# GIVEN DATA:
>>

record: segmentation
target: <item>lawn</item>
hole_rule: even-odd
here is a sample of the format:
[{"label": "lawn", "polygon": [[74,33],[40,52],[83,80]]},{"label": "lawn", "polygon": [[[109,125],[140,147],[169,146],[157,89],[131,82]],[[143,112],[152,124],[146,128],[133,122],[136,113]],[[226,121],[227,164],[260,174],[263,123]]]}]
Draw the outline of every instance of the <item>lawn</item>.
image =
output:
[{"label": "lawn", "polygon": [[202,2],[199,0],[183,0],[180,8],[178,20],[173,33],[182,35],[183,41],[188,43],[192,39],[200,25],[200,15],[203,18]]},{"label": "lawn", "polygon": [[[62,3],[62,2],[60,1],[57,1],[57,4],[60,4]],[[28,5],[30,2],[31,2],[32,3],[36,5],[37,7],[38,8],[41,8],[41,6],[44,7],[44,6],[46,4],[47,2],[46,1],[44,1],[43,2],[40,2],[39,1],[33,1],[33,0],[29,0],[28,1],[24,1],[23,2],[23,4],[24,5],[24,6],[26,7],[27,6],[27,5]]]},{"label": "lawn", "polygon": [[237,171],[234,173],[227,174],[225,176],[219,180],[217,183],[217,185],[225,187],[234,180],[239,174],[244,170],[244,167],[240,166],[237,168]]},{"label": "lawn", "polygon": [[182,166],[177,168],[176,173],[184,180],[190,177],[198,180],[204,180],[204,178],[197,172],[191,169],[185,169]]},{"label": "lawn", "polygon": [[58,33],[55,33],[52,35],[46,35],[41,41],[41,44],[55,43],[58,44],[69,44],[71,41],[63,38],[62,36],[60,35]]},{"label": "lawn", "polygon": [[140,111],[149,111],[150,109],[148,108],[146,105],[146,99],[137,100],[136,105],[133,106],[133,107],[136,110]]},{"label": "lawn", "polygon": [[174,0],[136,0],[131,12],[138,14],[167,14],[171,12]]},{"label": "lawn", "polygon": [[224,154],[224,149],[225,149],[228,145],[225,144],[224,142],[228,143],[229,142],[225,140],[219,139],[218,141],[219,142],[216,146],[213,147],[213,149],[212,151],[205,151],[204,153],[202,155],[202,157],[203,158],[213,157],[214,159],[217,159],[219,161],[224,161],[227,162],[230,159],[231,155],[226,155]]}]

<<

# EXERCISE DESCRIPTION:
Pull out each line of the data that contains the string "item". Case counts.

# WORKED ANSWER:
target: <item>lawn</item>
Draw the outline of every instance of the <item>lawn</item>.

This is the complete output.